▸ Text provided:
____________

6.4. Task: Sensitivity¶
Task Sensitivity
runs an HSIC sensitivity analysis quantifying the effect of active parameters on the loss function.
To understand this task better, see the tutorial on Parameter sensitivity analysis.
6.4.1. Generating Samples¶
The first step of the sensitivity analysis is obtaining i.i.d uniformly-distributed random samples of the parameter space.
Samples can be automatically generated as part of the sensitivity calculation by using the RunSampling
key:
RunSampling
- Type:
Bool
- Default value:
No
- Description:
Produce a set of samples of the loss function and active parameters. Samples from the parameter space are drawn from a uniform random distribution. Such a set of samples serves as the input to the sensitivity calculation.
Note
If you chose to generate samples, then the shared collection keys must also be defined so that ParAMS can construct the loss function to sample.
If you generating samples, you may select the number and manner in which you would like to sample:
NumberSamples
- Type:
Integer
- Default value:
1000
- GUI name:
Generate n samples:
- Description:
Number of samples to generate during the sampling procedure.
RandomSeed
- Type:
Integer
- Description:
Random seed to use during the sampling procedure (for reproducibility).
SaveResiduals
- Type:
Bool
- Default value:
No
- Description:
During the sampling, save the individual difference between reference and predicted values for every sample and training set item. Required for the Reweight calculation, and will be automatically activated if the reweight calculation is requested. Saving and analyzing the residuals can provide valuable insight into your training set, but can quickly occupy a large amount of disk space. Only save the residuals if you would like to run the reweight calculation or have a particular reason to do so.
Tip
You can reuse the residuals to calculate new loss values:
with different loss functions;
after changes to weights/sigmas; and
after removing training set items.
This allows you to tweak and tailor your training set and run a new sensitivity calculation without having to resample.
6.4.2. Loading Samples¶
Instead of generating samples, they can be loaded:
SamplesDirectory
- Type:
String
- Default value:
- Description:
Path to an ‘optimization’ directory containing the results of a previously run sampling. First looks for a ‘glompo_log.h5’ file. If not found, will look for ‘running_loss.txt’ and ‘running_active_parameters.txt’ in a sub-directory. The sub-directory used will depend on the DataSet Name. For the Reweight calculation only a ‘glompo_log.h5’ file (with residuals) may be used.

____________

▸ Data excerpt:
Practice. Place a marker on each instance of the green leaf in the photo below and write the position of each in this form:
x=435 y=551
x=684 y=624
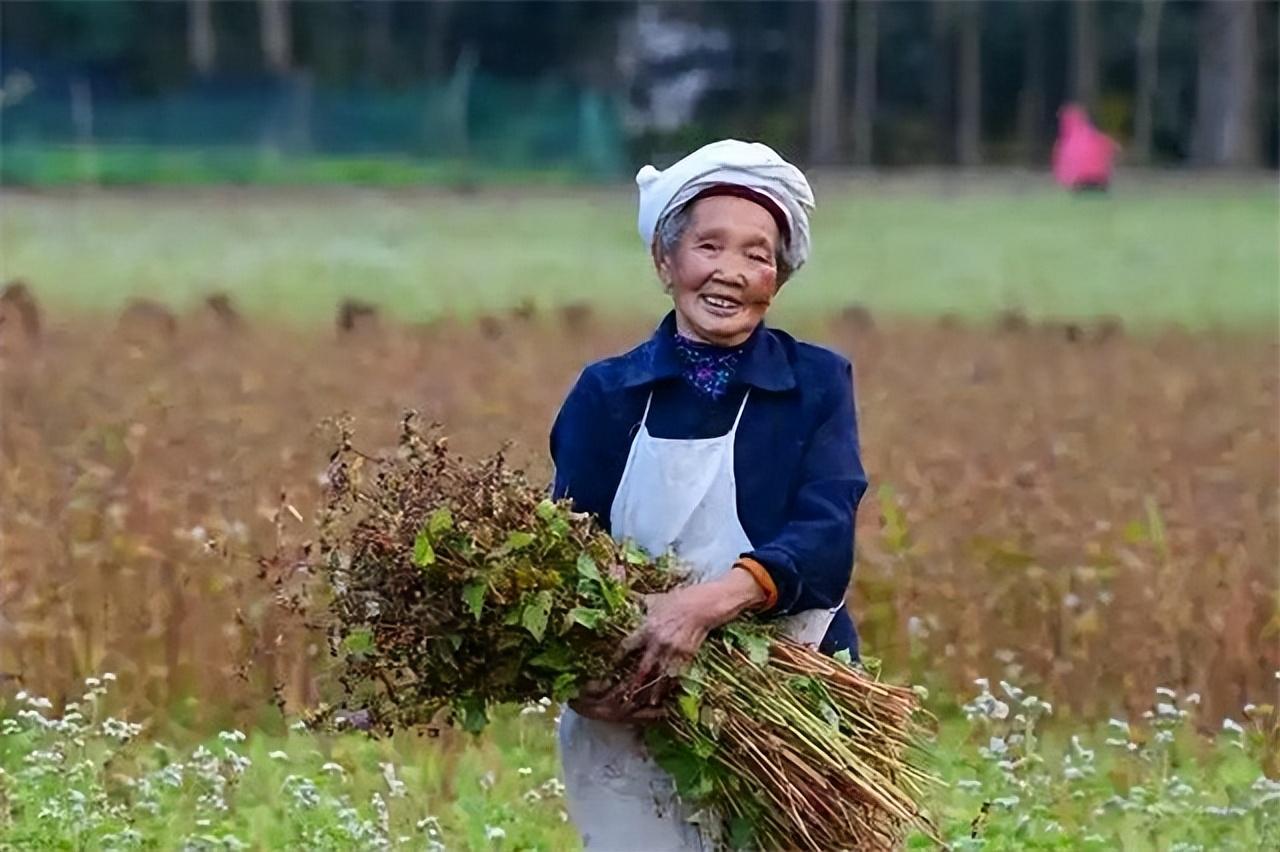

____________

▸ Given request A: From the sensitivity task documentation, copy word for word the part that opens with the words containing "6.4.1. Generating Samples¶" and closes with "the sensitivity calculation.".
▸ Given request B: According to the sensitivity task documentation, what is the default value of NumberSamples?

▸ Full response A:
6.4.1. Generating Samples¶
The first step of the sensitivity analysis is obtaining i.i.d uniformly-distributed random samples of the parameter space.
Samples can be automatically generated as part of the sensitivity calculation by using the RunSampling
key:
RunSampling
- Type:
Bool
- Default value:
No
- Description:
Produce a set of samples of the loss function and active parameters. Samples from the parameter space are drawn from a uniform random distribution. Such a set of samples serves as the input to the sensitivity calculation.

▸ Full response B: 1000